**Problem**
Write out all the material exactly. Leave nothing out.

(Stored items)
++++++++++
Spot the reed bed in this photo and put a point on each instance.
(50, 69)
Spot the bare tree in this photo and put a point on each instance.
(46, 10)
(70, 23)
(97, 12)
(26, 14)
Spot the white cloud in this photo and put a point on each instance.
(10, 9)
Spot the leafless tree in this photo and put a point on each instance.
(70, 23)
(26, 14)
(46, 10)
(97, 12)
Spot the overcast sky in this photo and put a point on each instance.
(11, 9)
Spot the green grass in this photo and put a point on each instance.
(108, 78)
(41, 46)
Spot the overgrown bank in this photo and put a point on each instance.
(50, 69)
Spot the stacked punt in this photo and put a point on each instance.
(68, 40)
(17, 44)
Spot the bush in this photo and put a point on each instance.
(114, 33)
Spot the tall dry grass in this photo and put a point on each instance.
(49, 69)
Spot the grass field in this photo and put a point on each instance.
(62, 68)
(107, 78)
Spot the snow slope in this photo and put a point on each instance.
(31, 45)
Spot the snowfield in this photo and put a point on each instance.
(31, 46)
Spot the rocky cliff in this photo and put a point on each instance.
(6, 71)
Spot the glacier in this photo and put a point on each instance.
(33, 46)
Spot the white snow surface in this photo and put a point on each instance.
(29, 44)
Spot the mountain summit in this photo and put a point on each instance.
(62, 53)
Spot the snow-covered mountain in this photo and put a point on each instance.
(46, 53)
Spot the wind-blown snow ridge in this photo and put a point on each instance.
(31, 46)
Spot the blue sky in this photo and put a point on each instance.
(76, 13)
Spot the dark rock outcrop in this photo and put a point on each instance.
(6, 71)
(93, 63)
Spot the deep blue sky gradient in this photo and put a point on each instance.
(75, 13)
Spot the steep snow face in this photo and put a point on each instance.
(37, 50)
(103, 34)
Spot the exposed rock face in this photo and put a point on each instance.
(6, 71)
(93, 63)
++++++++++
**Completed exercise**
Spot the reed bed in this photo and put a point on each instance.
(50, 69)
Spot the bare tree in this photo and put a point on each instance.
(46, 10)
(70, 23)
(97, 12)
(26, 14)
Spot the white cloud in this photo and put a point on each instance.
(10, 9)
Spot the leafless tree in this photo and put a point on each instance.
(70, 23)
(26, 14)
(46, 10)
(97, 12)
Spot the overcast sky in this photo and put a point on each instance.
(11, 9)
Spot the green grass in this photo and put a point on each instance.
(108, 78)
(41, 46)
Spot the overgrown bank in this photo and put a point on each instance.
(50, 69)
Spot the stacked punt in this photo and put a point on each instance.
(68, 40)
(17, 44)
Spot the bush in this photo and put a point on each instance.
(114, 33)
Spot the tall dry grass in this photo and put a point on each instance.
(49, 69)
Spot the grass field in this photo and put a point on each instance.
(62, 68)
(107, 78)
Spot the snow slope in this photo and put a point on each instance.
(31, 45)
Spot the snowfield in this photo and put a point on each instance.
(31, 46)
Spot the rocky cliff in this photo and put a point on each instance.
(6, 71)
Spot the glacier in this photo and put a point on each instance.
(33, 46)
Spot the white snow surface in this photo and put a point on each instance.
(29, 44)
Spot the mountain summit in this photo and put a point on each instance.
(62, 53)
Spot the snow-covered mountain in this photo and put a point on each instance.
(46, 53)
Spot the wind-blown snow ridge in this photo and put a point on each instance.
(31, 46)
Spot the blue sky in this photo and put a point on each instance.
(76, 13)
Spot the dark rock outcrop in this photo and put a point on each instance.
(6, 71)
(93, 63)
Spot the deep blue sky gradient in this photo and put a point on each instance.
(75, 13)
Spot the steep snow face in this photo and put a point on each instance.
(37, 50)
(103, 34)
Spot the exposed rock face in this photo and put a point on each instance.
(6, 71)
(93, 63)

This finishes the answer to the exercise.